» A block of data:
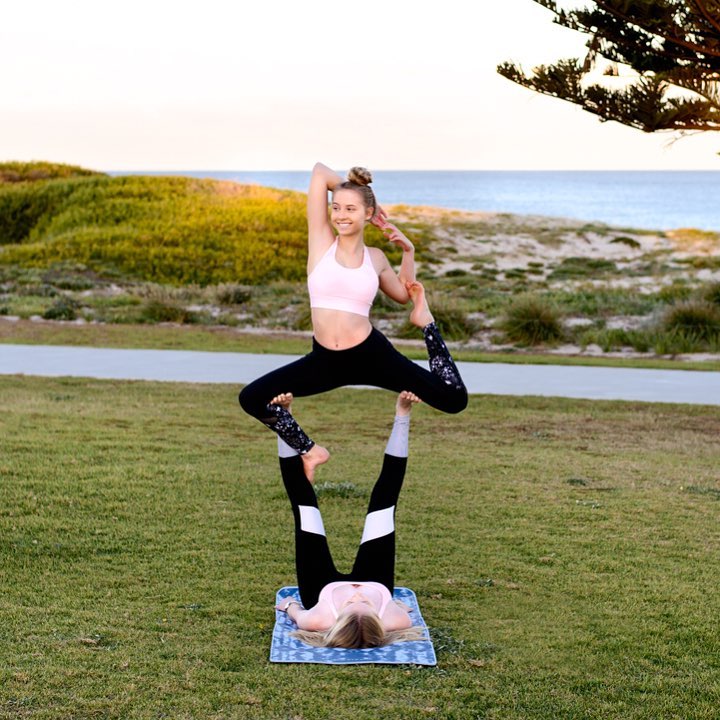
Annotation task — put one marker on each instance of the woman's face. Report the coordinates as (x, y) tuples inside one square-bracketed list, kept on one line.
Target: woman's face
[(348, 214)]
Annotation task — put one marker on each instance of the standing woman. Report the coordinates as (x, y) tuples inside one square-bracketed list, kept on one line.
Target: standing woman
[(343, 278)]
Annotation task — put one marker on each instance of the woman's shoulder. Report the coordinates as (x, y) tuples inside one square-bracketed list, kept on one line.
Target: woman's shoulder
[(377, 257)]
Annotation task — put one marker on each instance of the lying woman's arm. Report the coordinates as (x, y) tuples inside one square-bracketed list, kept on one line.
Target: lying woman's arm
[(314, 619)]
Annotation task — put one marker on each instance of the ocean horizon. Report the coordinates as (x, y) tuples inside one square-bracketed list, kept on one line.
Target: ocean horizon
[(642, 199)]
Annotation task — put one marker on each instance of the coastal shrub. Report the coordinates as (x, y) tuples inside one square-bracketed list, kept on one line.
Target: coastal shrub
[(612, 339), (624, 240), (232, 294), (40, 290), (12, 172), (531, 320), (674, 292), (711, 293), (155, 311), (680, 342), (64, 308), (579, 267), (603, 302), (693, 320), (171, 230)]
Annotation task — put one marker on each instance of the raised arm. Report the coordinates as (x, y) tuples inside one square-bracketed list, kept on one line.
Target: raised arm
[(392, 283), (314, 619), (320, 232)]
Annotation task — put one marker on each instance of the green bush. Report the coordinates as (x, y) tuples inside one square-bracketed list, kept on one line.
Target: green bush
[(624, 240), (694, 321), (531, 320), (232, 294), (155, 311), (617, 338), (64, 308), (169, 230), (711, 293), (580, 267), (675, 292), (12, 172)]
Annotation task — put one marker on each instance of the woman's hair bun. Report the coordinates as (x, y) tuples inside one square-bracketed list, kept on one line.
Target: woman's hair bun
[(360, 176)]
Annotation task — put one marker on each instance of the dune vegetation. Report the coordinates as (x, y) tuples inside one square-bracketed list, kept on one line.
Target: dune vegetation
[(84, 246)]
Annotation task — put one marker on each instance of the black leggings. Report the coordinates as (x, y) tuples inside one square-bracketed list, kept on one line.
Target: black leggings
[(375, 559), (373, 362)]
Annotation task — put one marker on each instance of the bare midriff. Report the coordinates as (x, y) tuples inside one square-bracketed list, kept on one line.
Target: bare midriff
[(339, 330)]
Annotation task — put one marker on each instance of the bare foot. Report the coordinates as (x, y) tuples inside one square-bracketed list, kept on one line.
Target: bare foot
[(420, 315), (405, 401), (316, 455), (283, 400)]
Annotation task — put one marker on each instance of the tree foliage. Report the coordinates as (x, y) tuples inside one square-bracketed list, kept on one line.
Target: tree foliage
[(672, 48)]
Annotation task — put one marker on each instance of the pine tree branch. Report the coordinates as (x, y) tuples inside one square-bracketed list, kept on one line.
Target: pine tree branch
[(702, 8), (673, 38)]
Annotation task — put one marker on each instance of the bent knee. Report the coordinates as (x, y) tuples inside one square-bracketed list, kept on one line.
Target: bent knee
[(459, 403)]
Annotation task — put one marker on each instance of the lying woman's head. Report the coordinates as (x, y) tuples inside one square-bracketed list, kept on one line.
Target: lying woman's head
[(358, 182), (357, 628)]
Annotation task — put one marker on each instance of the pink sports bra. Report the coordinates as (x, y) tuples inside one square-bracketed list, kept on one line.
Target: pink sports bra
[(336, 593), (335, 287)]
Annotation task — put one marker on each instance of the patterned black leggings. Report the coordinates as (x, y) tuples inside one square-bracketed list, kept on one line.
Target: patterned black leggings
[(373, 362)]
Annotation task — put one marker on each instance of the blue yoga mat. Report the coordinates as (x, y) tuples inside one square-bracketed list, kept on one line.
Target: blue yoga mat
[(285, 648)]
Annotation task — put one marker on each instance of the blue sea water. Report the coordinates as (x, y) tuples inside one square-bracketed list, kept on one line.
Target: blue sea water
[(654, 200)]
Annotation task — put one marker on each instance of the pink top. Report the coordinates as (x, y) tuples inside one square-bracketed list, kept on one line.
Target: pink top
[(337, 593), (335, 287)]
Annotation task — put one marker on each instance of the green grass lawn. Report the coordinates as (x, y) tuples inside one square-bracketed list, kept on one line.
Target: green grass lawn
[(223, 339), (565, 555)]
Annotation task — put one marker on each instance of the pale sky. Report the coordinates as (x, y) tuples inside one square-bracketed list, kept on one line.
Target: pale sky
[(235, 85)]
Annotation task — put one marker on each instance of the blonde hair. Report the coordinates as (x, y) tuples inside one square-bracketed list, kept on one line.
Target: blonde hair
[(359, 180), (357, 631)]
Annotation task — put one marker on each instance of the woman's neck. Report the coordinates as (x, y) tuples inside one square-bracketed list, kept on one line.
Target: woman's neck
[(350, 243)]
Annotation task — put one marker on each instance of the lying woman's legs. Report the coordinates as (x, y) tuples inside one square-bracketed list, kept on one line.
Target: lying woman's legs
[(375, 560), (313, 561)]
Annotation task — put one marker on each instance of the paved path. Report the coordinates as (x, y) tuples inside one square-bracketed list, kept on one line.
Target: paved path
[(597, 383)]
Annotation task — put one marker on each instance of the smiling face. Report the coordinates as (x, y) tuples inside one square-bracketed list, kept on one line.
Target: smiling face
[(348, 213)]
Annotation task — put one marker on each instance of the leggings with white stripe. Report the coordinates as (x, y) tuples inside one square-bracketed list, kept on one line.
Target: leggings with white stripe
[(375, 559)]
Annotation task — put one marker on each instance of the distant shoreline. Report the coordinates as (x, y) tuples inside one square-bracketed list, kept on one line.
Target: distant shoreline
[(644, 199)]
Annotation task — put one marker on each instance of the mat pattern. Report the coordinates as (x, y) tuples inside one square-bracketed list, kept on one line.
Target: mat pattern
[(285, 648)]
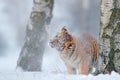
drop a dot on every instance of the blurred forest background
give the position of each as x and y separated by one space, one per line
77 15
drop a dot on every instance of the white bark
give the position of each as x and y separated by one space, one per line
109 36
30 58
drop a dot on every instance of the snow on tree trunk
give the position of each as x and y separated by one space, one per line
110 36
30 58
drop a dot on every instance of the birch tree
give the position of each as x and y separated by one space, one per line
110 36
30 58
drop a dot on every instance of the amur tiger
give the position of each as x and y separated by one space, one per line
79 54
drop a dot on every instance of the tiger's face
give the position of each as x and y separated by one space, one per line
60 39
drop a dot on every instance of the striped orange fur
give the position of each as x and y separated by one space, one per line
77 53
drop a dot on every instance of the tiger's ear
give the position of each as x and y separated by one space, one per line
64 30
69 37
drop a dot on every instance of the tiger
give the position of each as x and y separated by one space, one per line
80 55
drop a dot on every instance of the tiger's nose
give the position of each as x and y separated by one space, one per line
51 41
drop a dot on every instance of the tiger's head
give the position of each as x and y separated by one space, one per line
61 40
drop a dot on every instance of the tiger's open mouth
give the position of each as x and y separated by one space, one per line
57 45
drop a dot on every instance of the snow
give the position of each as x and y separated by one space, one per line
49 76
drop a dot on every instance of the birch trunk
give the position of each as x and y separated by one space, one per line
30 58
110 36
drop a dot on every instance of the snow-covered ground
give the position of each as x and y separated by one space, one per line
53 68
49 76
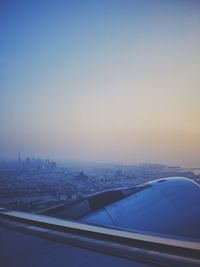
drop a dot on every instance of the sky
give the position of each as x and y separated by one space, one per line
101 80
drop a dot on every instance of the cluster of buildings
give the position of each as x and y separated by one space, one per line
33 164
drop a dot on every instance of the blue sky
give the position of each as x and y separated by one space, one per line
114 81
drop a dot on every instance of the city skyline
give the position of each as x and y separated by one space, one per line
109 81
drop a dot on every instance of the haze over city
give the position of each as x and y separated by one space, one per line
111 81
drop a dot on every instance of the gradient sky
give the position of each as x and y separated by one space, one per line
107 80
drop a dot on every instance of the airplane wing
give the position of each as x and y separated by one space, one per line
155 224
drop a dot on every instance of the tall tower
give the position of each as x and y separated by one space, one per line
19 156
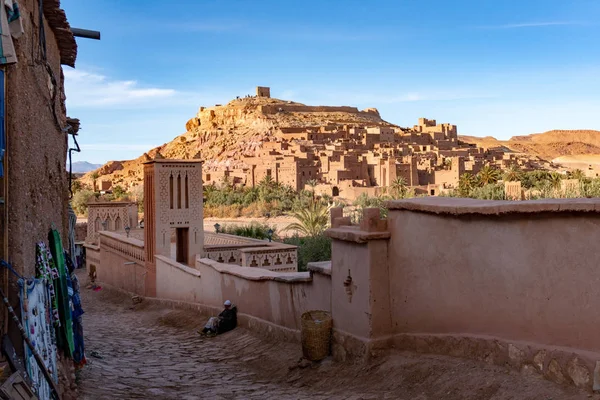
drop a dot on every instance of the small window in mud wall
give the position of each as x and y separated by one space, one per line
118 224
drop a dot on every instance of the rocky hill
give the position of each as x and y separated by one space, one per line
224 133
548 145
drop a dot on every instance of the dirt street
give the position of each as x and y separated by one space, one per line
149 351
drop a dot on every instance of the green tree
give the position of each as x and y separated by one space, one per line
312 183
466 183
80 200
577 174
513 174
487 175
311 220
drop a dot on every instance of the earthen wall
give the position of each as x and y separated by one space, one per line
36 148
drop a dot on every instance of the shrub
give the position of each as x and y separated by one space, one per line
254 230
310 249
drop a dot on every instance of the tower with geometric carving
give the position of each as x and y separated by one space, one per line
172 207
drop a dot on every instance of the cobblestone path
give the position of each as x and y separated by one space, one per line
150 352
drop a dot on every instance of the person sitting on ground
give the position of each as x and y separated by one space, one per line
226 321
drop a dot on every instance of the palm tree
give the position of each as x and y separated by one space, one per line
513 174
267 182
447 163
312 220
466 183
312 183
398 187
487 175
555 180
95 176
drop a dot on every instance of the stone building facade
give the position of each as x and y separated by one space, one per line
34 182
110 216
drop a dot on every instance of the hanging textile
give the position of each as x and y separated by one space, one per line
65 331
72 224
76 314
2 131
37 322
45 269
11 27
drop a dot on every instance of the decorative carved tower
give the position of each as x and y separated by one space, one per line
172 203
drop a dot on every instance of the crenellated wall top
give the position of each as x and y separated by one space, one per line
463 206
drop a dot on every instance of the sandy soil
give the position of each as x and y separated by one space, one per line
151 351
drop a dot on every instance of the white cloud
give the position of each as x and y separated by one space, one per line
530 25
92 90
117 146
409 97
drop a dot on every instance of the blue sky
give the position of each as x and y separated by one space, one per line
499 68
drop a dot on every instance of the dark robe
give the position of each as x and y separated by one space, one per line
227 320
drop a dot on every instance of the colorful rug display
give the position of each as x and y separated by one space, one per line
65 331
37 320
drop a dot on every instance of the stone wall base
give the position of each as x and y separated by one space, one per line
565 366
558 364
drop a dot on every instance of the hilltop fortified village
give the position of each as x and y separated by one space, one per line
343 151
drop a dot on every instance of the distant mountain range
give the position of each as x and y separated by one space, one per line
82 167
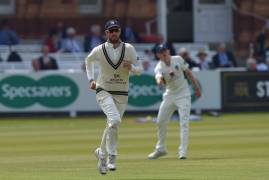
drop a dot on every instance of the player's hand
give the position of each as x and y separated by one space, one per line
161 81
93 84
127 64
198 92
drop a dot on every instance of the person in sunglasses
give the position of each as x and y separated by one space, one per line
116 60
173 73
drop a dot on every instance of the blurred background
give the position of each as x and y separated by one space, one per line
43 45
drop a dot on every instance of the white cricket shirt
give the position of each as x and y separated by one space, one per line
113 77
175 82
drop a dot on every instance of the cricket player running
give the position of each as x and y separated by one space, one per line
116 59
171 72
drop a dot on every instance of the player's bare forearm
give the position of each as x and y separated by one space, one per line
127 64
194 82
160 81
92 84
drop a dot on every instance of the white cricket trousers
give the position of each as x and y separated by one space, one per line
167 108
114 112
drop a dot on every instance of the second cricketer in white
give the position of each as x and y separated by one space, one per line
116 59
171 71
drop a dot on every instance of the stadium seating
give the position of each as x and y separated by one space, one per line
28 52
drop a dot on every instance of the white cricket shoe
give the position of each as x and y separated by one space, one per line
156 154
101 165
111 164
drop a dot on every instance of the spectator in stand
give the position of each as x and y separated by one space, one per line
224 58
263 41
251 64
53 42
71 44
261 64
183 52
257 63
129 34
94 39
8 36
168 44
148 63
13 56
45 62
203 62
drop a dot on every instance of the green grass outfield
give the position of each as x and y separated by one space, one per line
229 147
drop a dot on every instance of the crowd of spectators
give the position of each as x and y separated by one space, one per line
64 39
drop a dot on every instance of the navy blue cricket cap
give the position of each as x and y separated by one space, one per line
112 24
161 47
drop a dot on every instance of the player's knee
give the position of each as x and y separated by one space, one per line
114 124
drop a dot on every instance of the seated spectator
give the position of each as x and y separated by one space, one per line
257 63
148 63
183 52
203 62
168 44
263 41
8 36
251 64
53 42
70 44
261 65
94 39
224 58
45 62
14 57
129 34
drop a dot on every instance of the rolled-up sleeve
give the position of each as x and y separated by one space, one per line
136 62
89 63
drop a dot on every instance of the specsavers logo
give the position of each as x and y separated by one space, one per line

» YOUR INSTRUCTIONS:
Render the part of the listing above that opens with the line containing "of the tree" and closes with the line containing "[(358, 182), (357, 628)]" as a Markdown table with columns Row and Line. Number each line in order and leave out any blank lines.

» EXERCISE RESULT:
| Row | Line |
|---|---|
| 1 | Annotation task — put one marker on each instance of the tree foliage. Report the coordinates as (x, y) tuples inside one square-bracketed list, kept on one line. |
| 2 | Target: tree foliage |
| 3 | [(672, 48)] |
| 4 | Annotation task — put one marker on each instance of the pine tree branch. Report the coordinates as (x, y) tuples inside one square-bracketed list, kept on one line. |
| 5 | Target: pine tree branch |
| 6 | [(702, 8), (673, 38)] |
| 7 | Annotation task — put one marker on each instance of the bent knee. Report the coordinates as (x, y) tuples inside one square-bracketed list, kept on one line. |
| 8 | Target: bent knee |
| 9 | [(459, 403)] |
| 10 | Annotation task — put one marker on each instance of the lying woman's head. Report the coordinates as (x, y) tuples inside one square-bracketed list, kept on one line. |
| 11 | Target: lying woman's head |
| 12 | [(358, 182), (357, 628)] |